* [Work required]:
Everything from the line with "Pick out each instance of the outboard" to the end of the material is to be retyped exactly, both ends included, and nothing else.

* [Records for this exercise]:
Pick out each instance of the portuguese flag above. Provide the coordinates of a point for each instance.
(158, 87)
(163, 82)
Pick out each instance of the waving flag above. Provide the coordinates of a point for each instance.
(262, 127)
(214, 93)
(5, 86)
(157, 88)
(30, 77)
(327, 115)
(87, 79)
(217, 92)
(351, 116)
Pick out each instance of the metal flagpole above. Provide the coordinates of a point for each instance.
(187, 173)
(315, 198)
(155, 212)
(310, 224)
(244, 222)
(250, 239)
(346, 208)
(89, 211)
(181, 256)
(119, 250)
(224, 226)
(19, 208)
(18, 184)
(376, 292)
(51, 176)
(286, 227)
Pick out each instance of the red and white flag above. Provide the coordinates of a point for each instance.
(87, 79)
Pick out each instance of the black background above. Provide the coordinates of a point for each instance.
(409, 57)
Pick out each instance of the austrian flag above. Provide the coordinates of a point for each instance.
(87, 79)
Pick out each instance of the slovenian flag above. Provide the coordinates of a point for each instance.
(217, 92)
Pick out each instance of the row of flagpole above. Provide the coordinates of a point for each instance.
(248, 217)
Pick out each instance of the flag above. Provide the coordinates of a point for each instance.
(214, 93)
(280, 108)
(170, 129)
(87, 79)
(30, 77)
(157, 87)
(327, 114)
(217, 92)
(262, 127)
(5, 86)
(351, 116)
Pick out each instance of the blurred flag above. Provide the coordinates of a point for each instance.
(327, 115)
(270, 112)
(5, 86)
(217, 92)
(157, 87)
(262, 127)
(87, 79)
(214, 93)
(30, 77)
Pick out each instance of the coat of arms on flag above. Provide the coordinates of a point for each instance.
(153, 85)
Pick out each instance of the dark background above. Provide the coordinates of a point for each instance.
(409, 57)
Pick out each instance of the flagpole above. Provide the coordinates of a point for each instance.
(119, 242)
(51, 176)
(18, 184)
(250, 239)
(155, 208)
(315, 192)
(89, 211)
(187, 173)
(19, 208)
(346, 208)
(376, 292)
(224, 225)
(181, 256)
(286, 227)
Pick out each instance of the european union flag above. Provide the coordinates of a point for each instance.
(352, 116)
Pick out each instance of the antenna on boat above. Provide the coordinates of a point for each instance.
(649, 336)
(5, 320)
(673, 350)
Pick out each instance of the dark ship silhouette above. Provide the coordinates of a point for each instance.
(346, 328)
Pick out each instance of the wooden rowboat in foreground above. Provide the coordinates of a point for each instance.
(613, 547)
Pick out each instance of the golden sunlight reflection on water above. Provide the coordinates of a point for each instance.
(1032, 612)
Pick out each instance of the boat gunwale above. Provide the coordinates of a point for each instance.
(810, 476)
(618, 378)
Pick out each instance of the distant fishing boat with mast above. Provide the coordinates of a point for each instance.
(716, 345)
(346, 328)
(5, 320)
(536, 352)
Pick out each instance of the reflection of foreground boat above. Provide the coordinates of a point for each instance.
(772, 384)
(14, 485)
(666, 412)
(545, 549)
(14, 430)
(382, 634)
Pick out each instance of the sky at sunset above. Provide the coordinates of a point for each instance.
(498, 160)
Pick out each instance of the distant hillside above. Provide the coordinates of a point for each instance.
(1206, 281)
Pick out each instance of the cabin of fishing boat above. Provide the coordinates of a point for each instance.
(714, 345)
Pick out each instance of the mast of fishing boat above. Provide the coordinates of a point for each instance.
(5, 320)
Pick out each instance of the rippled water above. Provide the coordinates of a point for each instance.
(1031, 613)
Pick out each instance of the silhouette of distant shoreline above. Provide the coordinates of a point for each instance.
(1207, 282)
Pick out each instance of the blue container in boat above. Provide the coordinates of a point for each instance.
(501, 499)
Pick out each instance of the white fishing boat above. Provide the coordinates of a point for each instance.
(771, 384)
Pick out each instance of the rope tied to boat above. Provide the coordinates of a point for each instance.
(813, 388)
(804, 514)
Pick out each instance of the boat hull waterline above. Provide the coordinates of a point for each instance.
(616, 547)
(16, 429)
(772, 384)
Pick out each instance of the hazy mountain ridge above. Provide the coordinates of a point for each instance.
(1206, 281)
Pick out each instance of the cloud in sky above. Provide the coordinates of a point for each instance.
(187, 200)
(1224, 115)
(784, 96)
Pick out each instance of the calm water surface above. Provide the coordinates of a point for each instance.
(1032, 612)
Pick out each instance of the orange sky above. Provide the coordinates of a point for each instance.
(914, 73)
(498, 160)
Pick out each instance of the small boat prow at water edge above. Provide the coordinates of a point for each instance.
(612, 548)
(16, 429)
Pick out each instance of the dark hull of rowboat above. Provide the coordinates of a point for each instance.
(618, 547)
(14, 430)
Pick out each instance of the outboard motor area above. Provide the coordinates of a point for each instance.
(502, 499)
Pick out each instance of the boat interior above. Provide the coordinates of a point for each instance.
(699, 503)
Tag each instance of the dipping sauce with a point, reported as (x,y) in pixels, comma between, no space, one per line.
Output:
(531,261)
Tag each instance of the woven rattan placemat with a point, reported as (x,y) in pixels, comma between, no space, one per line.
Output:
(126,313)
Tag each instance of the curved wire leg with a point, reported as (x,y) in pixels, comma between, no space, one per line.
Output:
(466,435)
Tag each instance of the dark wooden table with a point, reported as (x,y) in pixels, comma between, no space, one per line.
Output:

* [Exercise result]:
Pick out each instance of the outboard motor area above. Provide the coordinates of a point for each instance.
(502, 499)
Pick out each instance of the boat interior above. Provide the coordinates of a point for each instance.
(699, 503)
Tag each instance of the dipping sauce with a point, reported as (x,y) in pixels, comma between, no space, one per line.
Output:
(531,261)
Tag each instance of the woven rattan placemat with a point, reported as (x,y) in pixels, comma between, no space, one per line.
Output:
(126,313)
Tag each instance of the curved wire leg with a point, reported as (x,y) in pixels, comma between, no space, one per line.
Output:
(466,435)
Tag each instance of the dark wooden table with a point, reported as (x,y) in pixels, comma between, no space, one per line.
Output:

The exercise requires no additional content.